Since we already had flow numbers from an Australian 250-2V cylinder head and our aluminum head, both in stock and modified configurations, all we had to do was flow test both log heads in roughly the same configurations for a good heads-up comparison. Unfortunately the only small log cylinder head we had in our possession had already been modified and converted to a 2V intake, so we had to guesstimate the stock numbers.

All four of the modified heads included over-sized valves, and were ported in a street/strip configuration. Both the OZ and Aluminum head were tested with the 2V manifolds installed, while the modified log heads were tested with the 2V conversion adaptors installed. I should also note that we tested the #2 ports on all four cylinder heads. All heads were tested at 28" H2O.

The one thing I found interesting, is that with our experience modifying and porting log heads, we were able to get a modified large log to flow nearly as well as a stock OZ250-2V, which I always assumed was impossible.
______
• Required task A
According to the cylinder head passage, at what pressure were all the heads tested?
• Required task B
From the cylinder head passage, repeat word for word the part that begins with the words "All four of" and ends with "assumed was impossible.".
______
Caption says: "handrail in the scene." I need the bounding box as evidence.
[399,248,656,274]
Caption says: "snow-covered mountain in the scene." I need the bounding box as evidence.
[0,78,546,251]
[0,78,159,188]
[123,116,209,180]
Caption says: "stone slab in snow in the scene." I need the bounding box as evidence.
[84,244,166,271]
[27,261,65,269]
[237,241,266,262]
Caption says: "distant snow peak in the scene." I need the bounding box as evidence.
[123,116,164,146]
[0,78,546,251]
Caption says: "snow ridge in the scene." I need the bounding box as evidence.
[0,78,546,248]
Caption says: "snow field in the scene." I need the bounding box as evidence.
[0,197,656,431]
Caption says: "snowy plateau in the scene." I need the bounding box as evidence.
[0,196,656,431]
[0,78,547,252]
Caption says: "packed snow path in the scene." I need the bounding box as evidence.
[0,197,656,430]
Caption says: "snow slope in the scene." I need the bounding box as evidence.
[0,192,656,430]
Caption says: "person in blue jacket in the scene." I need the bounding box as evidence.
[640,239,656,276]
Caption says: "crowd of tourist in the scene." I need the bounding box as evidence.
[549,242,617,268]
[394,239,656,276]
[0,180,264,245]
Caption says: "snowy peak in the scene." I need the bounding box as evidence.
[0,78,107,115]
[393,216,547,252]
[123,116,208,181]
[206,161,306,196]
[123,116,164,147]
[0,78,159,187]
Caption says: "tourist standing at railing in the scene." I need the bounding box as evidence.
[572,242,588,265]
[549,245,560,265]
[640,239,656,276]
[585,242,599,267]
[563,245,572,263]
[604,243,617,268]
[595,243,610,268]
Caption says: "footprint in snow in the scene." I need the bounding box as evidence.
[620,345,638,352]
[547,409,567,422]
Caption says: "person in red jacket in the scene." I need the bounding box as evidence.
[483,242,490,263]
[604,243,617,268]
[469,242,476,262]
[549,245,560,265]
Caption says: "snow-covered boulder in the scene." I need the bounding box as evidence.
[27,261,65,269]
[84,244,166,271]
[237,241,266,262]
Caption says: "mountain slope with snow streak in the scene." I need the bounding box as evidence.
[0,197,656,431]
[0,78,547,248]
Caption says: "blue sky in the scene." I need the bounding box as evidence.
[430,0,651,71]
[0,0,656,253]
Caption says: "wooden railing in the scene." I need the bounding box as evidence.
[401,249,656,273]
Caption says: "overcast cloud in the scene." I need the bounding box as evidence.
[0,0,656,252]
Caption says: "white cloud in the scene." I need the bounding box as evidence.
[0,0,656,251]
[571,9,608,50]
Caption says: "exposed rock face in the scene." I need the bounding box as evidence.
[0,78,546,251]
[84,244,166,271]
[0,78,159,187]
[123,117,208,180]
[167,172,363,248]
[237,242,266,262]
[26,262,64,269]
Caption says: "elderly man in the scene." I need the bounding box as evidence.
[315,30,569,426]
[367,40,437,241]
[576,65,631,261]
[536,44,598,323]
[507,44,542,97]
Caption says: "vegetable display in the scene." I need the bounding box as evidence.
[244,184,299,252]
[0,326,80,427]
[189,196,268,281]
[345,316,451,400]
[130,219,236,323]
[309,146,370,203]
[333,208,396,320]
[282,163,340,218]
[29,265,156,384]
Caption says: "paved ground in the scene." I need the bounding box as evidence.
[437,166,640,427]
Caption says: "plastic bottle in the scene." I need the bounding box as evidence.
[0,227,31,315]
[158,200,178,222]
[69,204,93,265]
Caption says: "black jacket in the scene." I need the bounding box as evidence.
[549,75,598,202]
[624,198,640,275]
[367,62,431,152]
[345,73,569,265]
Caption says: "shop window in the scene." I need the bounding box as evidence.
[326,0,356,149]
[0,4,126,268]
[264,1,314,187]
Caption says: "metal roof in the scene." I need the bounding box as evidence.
______
• Task solution A
28" H2O

• Task solution B
All four of the modified heads included over-sized valves, and were ported in a street/strip configuration. Both the OZ and Aluminum head were tested with the 2V manifolds installed, while the modified log heads were tested with the 2V conversion adaptors installed. I should also note that we tested the #2 ports on all four cylinder heads. All heads were tested at 28" H2O.

The one thing I found interesting, is that with our experience modifying and porting log heads, we were able to get a modified large log to flow nearly as well as a stock OZ250-2V, which I always assumed was impossible.